— CHALLENGE A —
Lay out the listing below as a Markdown table with the columns Row and Entry. Begin at the line containing "Locate the black leather" and continue through the end of the listing, numbering each line under Row and omitting blank lines.

Consequently, although strict rules on special or sensitive categories of data limit discrimination on one end, a strict regime also acts as a barrier when it comes to assessing and mitigating discrimination.103 Furthermore, the allowance to process disability data for auditing and debiasing purposes is particularly crucial for PWDs because although the use of ADM tools is growing in popularity globally, a 2024 report by the Centre for Democracy and Technology has found that there is inadequate high-quality data about persons with disabilities.104
This allowance to process disability data for debiasing or auditing purposes, in my view, captures the spirit of the principles of transparency and explainability which, according to a report by the UN Special Rapporteur on the Right to Privacy, are significant for the reliable use of AI.105 This is because AI systems suffer the challenge of being opaque, in that it is a challenge for users to understand how it works.106 Its opaqueness magnifies the inability to recognise and ‘prove possible breaches of laws, including legal provisions that protect fundamental rights, attribute liability and meet the conditions to claim compensation’.107 This is why transparency and explainability are key principles; they require that the use of AI and ADM should also be accompanied by information that explains the process of how the decision was made.108
According to the Special Rapporteur’s report, the potential opacity of AI may be alleviated by mandating adherence to minimum transparency standards.109 The principle of transparency requires that ‘when interacting with an AI system and not a human being, users should be clearly informed in an objective, concise and easily understandable way’.110 Explainability, on the other hand, requires that with every decision an in-depth explanation should be provided, especially when the decision ‘impacts the end user in a way that is not temporary, easily reversible or otherwise low risk’.111 Additionally, a data subject should be informed about the reasoning behind the decision and the specific data that was utilised. This information is crucial as it allows the data subject to determine whether the decision was correct and, if not, it provides them with relevant evidence to defend themselves or make a claim in a court of law in case of inaccuracies or an injustice such as AI discrimination.112 Transparency and explainability are key in building trust in the use of AI.113 Hence, this article reviews the data protection laws in both Kenya and South Africa to identify whether both entrench the principles of transparency and explainability as an AI anti-discrimination tool.
3.1 Kenya’s data protection law and AI discrimination
The Kenya Data Protection Act 2019 (KDPA) was adopted by the National Assembly and assented to by the President of Kenya on 8 November 2019.114 The law ‘came into force on 25 November 2019 and gives effect to articles 31(c) and (d) of the Constitution of Kenya, 2010’.115
It provides guidance on the collection, storage, processing, dissemination and transfer of personal data in Kenya. Additionally, it provides legal recourse where there is misuse or abuse of personal data.116 The first data protection commissioner is Ms Immaculate Kassait, who assumed office on 16 November 2020,117 and to date remains in office.118
To start with, the Act fails to specifically define disability data as special or sensitive data. The KDPA states that personal data is ‘any information relating to an identified or identifiable natural person’.119 This includes the processing of disability data covered. The Act further outlines a category of personal data that requires greater protection under the banner of sensitive data. The Act in section 2 defines sensitive personal data and does not mention disability data as belonging to the category under the Act.120 However, one could make the case that disability data falls under the category of health data, which is mentioned as belonging to the sensitive personal data category. Nonetheless, the Act defines health data as
data related to the state of physical or mental health of the data subject and includes records regarding the past, present or future state of the health, data collected in the course of registration for, or provision of health services, or data which associates the data subject to the provision of specific health services.121
Looking at the definition, it can be argued that there may be instances where disability data could qualify as health data according to the definition, which seems to include the aspect of disability data that is captured when a person with disability seeks health care service. Nonetheless, this is limiting because it does not, for example, include disability data that is collected for social services, employment, or while using assistive devices or for other purposes or reasons.

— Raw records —
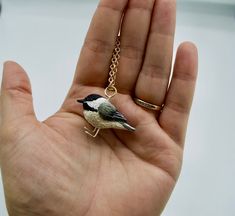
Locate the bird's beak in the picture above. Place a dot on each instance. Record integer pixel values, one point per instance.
(80, 100)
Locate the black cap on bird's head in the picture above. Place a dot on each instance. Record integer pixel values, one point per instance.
(89, 98)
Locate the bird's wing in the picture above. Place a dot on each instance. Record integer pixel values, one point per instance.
(109, 112)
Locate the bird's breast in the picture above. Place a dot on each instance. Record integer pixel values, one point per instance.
(96, 121)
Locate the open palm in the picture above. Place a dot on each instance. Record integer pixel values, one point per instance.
(54, 168)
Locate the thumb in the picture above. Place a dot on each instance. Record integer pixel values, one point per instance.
(16, 95)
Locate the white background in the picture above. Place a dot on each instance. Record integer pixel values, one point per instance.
(46, 36)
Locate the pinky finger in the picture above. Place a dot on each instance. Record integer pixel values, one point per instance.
(174, 117)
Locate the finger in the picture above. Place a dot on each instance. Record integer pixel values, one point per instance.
(154, 77)
(93, 64)
(134, 34)
(175, 114)
(16, 94)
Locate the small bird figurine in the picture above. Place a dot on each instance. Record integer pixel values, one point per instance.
(101, 114)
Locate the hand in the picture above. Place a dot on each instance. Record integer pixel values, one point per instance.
(54, 168)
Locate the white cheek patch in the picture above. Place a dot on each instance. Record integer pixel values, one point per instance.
(95, 104)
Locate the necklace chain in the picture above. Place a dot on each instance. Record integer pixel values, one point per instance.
(111, 90)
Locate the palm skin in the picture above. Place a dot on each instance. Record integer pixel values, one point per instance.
(55, 168)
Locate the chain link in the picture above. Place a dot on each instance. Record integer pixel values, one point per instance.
(111, 90)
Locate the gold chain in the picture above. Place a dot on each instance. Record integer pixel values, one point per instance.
(111, 90)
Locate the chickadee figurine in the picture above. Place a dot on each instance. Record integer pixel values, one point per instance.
(101, 114)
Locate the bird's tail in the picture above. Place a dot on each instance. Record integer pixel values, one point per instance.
(128, 127)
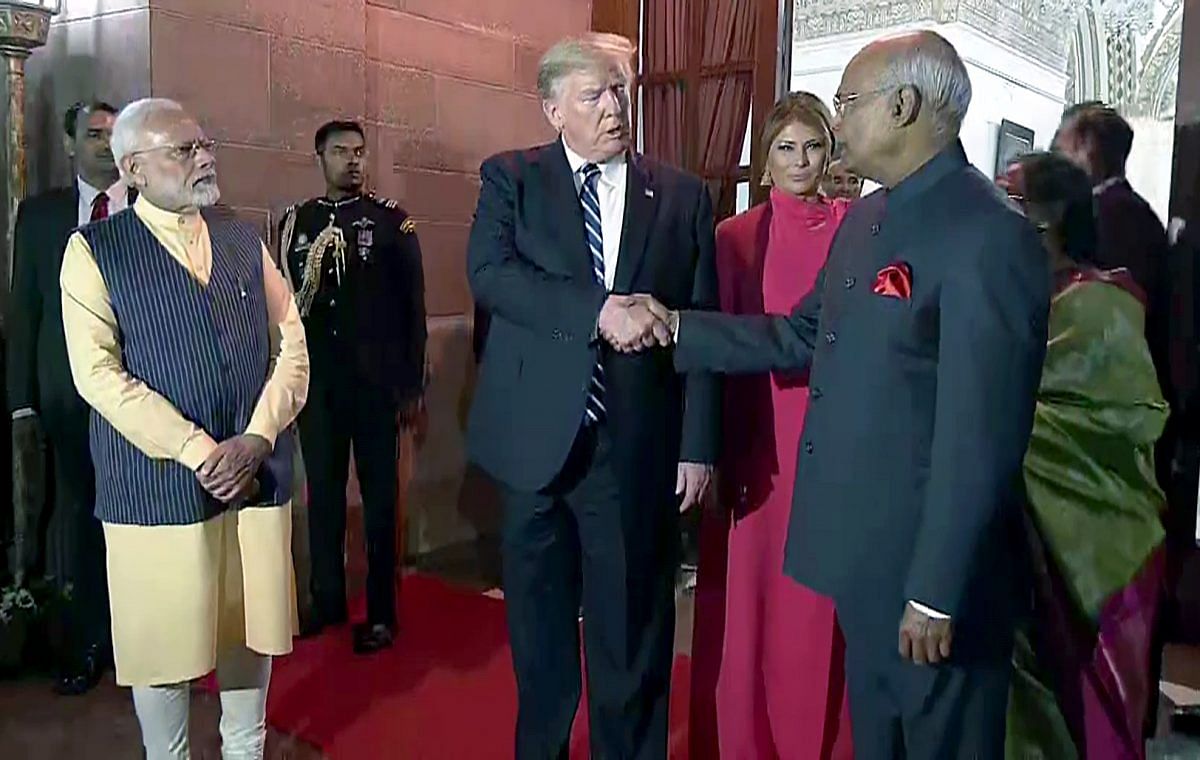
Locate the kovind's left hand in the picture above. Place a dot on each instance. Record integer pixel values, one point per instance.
(229, 471)
(693, 483)
(924, 640)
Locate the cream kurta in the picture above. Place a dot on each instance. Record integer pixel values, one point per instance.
(179, 593)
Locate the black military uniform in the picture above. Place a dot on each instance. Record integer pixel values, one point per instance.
(355, 265)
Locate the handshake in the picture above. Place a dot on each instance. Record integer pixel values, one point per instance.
(634, 323)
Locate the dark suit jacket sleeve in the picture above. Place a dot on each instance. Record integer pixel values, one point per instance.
(742, 345)
(24, 315)
(411, 301)
(510, 286)
(702, 412)
(991, 346)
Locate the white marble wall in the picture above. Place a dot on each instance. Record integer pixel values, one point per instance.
(1006, 84)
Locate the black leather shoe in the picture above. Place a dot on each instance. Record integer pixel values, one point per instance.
(371, 638)
(88, 670)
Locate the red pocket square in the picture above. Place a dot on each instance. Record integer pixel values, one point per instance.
(894, 281)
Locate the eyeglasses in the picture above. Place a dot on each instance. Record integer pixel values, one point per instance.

— CHALLENGE B —
Pick up the discussion of Kenya's data protection law and AI discrimination, and carry it on from its final sentence.

— WRITTEN ANSWER A —
| Row | Entry |
|---|---|
| 1 | Locate the black leather shoe in the picture above. Place a dot on each instance. Record integer pixel values, one point per instance. |
| 2 | (371, 638) |
| 3 | (88, 670) |
| 4 | Locate the red pocket square in the picture above. Place a dot on each instance. Record integer pixel values, one point per instance. |
| 5 | (894, 281) |
| 6 | Locate the eyeglasses in the picture above. Place a dot on each instance. Record integer pixel values, one point per instance. |

— WRITTEN ANSWER B —
Further, although health conditions and problems sometimes cause disability, health and disability are two distinct categories.122 This is because a person can have a disability and be healthy. As well, studies consistently report substantial health disparities and experiences among persons with disabilities.123 For example, some individuals with disabilities are born with conditions such as blindness or show signs of a disabling condition early in life. Others may acquire a disability later, such as through a spinal cord injury. Additionally, some people develop disabilities later in life, such as dementia or age-related mobility challenges.124 As a result, health needs vary depending on the type and the cause of one’s disability.125 Thus, for some, the nature of their disability can be easily differentiated from their health status, for example, a person who is born blind. Alternatively, for others, their health status may directly lead to their disability, for example, the loss of a limb as a result of diabetes.126
The Act’s definition of health data does not adequately capture the different complexities of disability data. As a result, it is possible that some disability data, for example, disability data collected for social services, government services or collected by assistive tools, is open for collecting and processing and will not be protected as special or sensitive data. Significantly, the American Data Privacy and Protection Act goes a step ahead of the KDPA and explicitly provides that sensitive data includes disability data.127 This provides clarity and, importantly, recognises the fact that disability data also requires heightened protection, unlike the KDPA. This position by the KDPA limits the protection of PWDs from AI discrimination. Notably, though, the Act gives the data protection commissioner the authority to recommend additional types of personal data that could be grouped as sensitive personal data.128 The commissioner has not as yet exercised these powers.
The Act, however, does allow exceptions for processing of disability data for auditing or debiasing purposes. According to KDPA, data controllers and processors have access to process disability data, which does not qualify as sensitive personal data in line with principles and requirement found in sections 25 to 43 of the Act. This includes disability data that does not qualify as data for health purposes as provided in section 30 of the Act. The Act also outlines exceptions in section 45 that allow for the processing of disability data, which may qualify as sensitive personal data. In fact, it can be argued that section 45(c) of the Act provides an avenue through which data controllers and processors can seek permission to process sensitive personal data for debiasing and auditing purposes with the aim of fighting AI discrimination, but this is not a given as it is not included as a specific exception.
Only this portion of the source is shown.